MATERIAL PROVIDED
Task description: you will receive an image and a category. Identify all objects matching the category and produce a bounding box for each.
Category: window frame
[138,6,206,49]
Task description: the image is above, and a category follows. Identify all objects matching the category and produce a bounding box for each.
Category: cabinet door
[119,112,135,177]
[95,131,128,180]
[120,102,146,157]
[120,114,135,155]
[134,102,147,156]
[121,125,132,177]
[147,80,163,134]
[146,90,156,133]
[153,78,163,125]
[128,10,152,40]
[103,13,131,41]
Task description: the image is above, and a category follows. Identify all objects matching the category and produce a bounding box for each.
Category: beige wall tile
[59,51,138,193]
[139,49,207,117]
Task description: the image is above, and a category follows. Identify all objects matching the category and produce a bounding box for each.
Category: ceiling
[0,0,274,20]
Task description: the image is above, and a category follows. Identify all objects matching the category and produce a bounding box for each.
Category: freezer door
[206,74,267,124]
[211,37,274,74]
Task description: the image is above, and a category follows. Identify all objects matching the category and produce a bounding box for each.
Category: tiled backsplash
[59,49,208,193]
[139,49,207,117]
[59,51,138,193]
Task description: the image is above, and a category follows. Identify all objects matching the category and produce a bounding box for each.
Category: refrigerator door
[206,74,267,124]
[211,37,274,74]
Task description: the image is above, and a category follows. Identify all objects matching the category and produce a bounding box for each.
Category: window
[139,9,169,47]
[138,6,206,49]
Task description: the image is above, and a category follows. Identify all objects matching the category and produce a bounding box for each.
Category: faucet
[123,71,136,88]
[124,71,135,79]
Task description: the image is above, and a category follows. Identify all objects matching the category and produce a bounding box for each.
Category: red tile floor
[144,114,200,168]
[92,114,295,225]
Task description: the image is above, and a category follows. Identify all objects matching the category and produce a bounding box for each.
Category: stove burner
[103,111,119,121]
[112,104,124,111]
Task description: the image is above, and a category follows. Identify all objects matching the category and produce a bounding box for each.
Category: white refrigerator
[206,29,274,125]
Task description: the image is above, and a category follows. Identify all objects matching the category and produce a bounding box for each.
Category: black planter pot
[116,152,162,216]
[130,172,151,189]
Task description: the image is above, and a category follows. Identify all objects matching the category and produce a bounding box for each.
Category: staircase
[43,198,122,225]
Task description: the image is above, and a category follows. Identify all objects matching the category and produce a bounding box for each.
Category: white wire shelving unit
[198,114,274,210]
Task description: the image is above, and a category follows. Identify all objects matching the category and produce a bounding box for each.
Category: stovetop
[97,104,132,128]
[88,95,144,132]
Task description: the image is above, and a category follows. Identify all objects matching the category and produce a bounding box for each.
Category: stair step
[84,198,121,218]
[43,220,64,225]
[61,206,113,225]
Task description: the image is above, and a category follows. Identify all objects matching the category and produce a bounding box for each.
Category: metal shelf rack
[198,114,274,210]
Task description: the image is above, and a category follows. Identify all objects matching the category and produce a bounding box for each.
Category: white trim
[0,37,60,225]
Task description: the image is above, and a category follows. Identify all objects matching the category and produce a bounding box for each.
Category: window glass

ACTION ITEM
Each record above should be repeated exactly as it appears.

RESPONSE TO THE TASK
Task description: you will receive an image and a category. Identify all objects matching the category and produce a bounding box for each.
Category: window frame
[138,6,206,49]
Task description: the image is above, and a category follows. Identify all objects matching the category and produce a bounding box for each.
Category: cabinet door
[119,112,135,177]
[95,131,128,180]
[120,102,146,157]
[120,114,135,155]
[134,102,147,156]
[121,125,132,177]
[147,80,163,134]
[146,90,156,133]
[153,78,163,125]
[128,10,152,40]
[103,13,131,41]
Task description: the image is above, and a category follows. Identify all objects matching the category and produce a bounding box for each.
Category: beige wall tile
[59,51,138,193]
[139,49,207,117]
Task description: the image is above, and a category follows. Identify all objects matching the category and produce a bounding box for each.
Category: ceiling
[0,0,274,20]
Task description: the image is above, and a category follows. Identify all objects matching the category and produce a bounding box for each.
Category: freezer door
[206,74,267,124]
[211,37,274,74]
Task description: the image is above, and a category follows. Identify all objects matching the category and produce a bounding box for each.
Category: tiled backsplash
[59,49,208,193]
[139,49,207,117]
[59,51,138,193]
Task description: the image is above, and a category follows. Identify all objects matching the category and produce a bounding box for each.
Category: refrigerator door
[206,74,267,124]
[211,37,274,74]
Task description: the image is above, and a category follows. Identify all objects matching the category and produce a bounding box for each.
Category: window
[139,9,169,47]
[138,6,206,49]
Task description: the image is above, and a category follows. Identify all objects matching the category and produce a bounding box for each.
Category: faucet
[123,71,136,88]
[124,71,135,79]
Task description: the image is above, and a category follows. Identify all objects matching the category and produce a bounding box for each.
Category: red tile floor
[144,114,200,168]
[92,114,295,225]
Task description: the image is above, and a category follows. Identify all objects matching the category and produce a bounding box for each.
Category: stove burner
[103,111,119,121]
[112,104,124,111]
Task description: the image is above, and a category follows. Identify all objects matching the category and produce a bounding box for each.
Category: white refrigerator
[206,29,274,125]
Task description: the image is above, and a category follows. Identify all objects matching the category and produce a bounding box for each.
Category: black planter pot
[116,152,162,216]
[130,172,151,189]
Task description: the image is above, and a category follows. Identify all objects matching the category and produce a bounding box for each.
Category: staircase
[43,198,122,225]
Task description: the image is above, and a category follows. Identify all objects matching the category and produce a bounding box for each.
Category: white wire shelving unit
[198,114,274,210]
Task description: the image is above, and a category follows. Identify all objects matching the category and produce a bounding box for each.
Category: stovetop
[97,104,132,128]
[88,95,144,132]
Task description: the image is above, and a category follows. Identify all objects matching the category and produce a bounding box for each.
Category: stair step
[84,198,121,218]
[43,220,64,225]
[61,206,113,225]
Task description: the image is above, and a category follows. Identify all objects matching the category and produce a bounding box for each.
Category: metal shelf rack
[198,114,274,210]
Task description: the image is above, and a category follows. Identify all objects matching the category and produce a bounding box for each.
Category: white trim
[0,37,60,225]
Task description: the image is above, and a category follows. Identify all objects matching the category and produce a bounding box for each.
Category: window glass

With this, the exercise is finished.